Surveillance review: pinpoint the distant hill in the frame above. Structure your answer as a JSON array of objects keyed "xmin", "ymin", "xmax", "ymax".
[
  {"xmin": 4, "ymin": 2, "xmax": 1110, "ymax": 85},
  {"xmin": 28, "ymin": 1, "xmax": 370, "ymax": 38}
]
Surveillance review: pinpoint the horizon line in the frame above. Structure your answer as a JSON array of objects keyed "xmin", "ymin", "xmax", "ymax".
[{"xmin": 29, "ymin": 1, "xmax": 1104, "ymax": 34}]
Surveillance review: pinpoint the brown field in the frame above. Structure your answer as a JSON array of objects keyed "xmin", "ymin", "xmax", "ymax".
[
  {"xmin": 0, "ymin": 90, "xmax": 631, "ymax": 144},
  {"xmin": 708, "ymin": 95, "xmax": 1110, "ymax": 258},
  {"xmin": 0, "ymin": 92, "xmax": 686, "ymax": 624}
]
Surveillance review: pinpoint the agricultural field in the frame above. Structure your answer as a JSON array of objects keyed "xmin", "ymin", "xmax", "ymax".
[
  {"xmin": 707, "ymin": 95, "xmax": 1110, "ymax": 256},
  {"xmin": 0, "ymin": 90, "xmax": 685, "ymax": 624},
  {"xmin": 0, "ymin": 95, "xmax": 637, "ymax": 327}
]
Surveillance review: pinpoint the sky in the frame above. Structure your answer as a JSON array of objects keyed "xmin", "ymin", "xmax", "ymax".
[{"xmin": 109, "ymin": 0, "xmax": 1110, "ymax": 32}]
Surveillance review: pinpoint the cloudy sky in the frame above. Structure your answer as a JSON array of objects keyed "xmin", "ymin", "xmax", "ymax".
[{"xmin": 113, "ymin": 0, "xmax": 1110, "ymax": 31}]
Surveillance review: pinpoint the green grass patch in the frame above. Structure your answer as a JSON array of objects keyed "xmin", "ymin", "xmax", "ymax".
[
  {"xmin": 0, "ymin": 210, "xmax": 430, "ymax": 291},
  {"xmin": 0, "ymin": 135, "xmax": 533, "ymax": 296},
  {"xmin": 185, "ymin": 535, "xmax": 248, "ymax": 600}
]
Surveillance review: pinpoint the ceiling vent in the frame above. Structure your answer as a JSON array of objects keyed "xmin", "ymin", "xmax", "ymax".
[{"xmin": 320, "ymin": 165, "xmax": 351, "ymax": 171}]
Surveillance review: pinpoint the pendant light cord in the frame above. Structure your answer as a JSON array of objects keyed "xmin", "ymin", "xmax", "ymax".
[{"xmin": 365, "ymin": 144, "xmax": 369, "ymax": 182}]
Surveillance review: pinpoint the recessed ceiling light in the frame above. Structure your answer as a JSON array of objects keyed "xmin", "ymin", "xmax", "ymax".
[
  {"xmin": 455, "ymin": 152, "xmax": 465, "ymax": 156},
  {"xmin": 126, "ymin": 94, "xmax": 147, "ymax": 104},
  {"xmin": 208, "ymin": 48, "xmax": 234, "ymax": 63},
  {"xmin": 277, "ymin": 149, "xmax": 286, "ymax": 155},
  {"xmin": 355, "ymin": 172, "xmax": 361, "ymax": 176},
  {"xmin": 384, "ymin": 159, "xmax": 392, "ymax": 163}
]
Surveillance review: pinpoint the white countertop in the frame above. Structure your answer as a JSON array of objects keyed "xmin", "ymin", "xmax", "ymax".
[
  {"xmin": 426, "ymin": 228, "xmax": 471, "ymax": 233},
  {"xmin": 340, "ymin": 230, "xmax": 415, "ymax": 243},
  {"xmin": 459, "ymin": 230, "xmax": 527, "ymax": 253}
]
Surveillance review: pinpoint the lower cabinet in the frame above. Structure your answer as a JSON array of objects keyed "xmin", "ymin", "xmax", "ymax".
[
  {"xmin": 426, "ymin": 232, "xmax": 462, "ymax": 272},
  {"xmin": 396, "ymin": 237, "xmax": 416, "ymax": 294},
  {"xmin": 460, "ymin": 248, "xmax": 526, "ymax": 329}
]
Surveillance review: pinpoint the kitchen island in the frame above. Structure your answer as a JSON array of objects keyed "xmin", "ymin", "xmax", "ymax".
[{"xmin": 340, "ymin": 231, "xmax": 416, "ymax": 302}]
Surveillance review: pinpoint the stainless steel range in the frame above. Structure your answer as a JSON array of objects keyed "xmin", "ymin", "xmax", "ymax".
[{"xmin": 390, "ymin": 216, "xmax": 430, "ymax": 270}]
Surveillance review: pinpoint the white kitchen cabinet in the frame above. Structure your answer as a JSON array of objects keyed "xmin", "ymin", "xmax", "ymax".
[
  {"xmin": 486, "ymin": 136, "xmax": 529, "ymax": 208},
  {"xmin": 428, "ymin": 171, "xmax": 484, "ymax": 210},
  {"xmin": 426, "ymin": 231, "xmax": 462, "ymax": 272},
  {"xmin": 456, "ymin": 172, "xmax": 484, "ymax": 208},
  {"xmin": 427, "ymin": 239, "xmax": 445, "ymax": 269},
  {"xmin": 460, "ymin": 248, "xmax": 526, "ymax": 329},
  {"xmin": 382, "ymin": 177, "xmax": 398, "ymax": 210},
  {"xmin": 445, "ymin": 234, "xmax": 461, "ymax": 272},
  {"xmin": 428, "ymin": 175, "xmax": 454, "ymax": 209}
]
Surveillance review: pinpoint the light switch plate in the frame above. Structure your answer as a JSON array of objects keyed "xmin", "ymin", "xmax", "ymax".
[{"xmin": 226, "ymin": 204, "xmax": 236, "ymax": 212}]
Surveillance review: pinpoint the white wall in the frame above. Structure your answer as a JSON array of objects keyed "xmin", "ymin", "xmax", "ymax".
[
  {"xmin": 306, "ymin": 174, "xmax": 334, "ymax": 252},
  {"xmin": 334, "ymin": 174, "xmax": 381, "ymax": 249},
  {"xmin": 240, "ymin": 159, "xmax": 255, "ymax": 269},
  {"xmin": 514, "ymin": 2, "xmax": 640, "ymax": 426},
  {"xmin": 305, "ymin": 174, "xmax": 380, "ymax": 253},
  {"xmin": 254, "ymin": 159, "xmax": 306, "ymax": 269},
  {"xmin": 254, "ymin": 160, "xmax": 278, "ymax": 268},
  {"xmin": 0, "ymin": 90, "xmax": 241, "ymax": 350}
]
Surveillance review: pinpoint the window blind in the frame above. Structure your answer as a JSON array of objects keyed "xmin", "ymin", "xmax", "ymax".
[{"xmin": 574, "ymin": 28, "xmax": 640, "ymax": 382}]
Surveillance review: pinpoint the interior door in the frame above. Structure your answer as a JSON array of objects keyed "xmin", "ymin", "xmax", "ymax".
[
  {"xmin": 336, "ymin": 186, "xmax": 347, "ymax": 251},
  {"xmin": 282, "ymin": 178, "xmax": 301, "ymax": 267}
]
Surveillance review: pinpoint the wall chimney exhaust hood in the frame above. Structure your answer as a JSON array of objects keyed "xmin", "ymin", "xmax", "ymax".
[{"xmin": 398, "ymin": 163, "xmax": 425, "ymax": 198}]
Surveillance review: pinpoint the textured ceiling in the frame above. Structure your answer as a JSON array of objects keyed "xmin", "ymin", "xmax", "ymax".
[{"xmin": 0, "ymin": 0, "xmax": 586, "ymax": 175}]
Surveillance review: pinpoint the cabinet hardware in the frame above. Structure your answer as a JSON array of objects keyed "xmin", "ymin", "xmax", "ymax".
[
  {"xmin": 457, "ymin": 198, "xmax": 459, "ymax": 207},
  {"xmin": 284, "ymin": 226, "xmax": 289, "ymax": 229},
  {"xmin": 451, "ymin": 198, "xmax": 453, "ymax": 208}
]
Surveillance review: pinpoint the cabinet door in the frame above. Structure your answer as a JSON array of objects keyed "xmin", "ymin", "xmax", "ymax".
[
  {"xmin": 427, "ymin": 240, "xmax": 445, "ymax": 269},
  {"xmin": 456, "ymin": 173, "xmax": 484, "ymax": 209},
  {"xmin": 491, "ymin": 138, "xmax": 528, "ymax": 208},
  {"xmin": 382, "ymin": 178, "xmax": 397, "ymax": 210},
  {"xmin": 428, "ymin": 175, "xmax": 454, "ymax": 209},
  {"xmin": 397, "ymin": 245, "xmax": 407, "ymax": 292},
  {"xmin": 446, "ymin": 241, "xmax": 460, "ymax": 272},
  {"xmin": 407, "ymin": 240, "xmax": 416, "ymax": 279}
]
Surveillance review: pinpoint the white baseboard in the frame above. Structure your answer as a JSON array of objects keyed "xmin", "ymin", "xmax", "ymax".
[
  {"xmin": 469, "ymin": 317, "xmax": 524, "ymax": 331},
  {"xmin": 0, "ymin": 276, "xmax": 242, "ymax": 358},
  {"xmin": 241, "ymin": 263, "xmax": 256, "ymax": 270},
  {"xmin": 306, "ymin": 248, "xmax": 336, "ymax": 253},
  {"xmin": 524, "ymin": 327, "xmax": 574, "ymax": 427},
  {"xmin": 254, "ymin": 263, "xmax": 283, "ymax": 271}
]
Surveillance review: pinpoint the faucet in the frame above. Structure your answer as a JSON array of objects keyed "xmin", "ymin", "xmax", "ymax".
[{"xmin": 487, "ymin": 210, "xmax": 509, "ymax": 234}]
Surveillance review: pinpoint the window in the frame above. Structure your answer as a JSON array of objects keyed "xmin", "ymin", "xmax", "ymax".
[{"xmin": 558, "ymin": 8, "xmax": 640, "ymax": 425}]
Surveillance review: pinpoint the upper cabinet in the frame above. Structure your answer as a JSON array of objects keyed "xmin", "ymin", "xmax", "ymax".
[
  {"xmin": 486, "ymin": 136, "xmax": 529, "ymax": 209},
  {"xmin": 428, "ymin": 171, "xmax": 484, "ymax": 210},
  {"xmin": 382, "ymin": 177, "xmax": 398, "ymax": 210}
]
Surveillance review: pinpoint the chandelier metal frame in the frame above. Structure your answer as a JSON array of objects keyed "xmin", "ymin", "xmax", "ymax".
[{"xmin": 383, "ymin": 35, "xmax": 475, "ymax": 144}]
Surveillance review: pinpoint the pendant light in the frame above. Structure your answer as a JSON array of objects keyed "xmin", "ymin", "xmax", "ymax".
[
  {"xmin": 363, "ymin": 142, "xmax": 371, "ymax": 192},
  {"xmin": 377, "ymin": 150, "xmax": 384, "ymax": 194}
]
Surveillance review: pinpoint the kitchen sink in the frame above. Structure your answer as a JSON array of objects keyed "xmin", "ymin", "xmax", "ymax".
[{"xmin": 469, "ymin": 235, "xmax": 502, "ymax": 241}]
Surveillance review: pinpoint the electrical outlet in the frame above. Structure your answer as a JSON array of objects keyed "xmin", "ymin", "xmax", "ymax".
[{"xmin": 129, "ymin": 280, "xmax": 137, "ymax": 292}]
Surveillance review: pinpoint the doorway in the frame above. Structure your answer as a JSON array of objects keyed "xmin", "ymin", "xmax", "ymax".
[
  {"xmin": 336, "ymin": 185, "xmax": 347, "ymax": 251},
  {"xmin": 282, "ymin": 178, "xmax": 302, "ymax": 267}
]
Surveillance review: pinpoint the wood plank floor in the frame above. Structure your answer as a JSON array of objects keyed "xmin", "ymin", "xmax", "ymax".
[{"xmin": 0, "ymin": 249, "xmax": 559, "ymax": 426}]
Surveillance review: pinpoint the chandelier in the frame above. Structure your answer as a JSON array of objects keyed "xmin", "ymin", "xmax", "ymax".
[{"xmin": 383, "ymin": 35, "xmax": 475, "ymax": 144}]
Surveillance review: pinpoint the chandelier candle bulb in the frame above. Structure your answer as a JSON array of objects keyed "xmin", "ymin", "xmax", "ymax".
○ ○ ○ ○
#### Required work:
Reproduce the listing above exactly from the line containing "Surveillance review: pinpoint the electrical" through its last line, with both of those lines included.

#### Answer box:
Surveillance review: pinpoint the electrical outlet in the frame above. Structure your answer as a JSON array of objects keyed "xmin", "ymin", "xmax", "ymax".
[{"xmin": 129, "ymin": 280, "xmax": 137, "ymax": 292}]
Surveillance review: pinpoint the doorway in the frame above. Structure your answer as a JSON array of objects keyed "xmin", "ymin", "xmax", "ymax".
[
  {"xmin": 336, "ymin": 185, "xmax": 347, "ymax": 251},
  {"xmin": 282, "ymin": 178, "xmax": 302, "ymax": 267}
]
Surveillance review: pinpoint the wood plank floor in the frame above. Structure your answer as a JSON array of objects keyed "xmin", "ymin", "xmax", "ymax".
[{"xmin": 0, "ymin": 249, "xmax": 559, "ymax": 426}]
Surveillance review: pinpoint the chandelier in the frame above. Structure your answer as a JSON array of objects keyed "xmin", "ymin", "xmax", "ymax".
[{"xmin": 383, "ymin": 35, "xmax": 475, "ymax": 144}]
Surveillance review: pinpoint the chandelier candle bulb in the frame above. Structure your answer as a JSON array of objects keyed "xmin", "ymin", "xmax", "ymax".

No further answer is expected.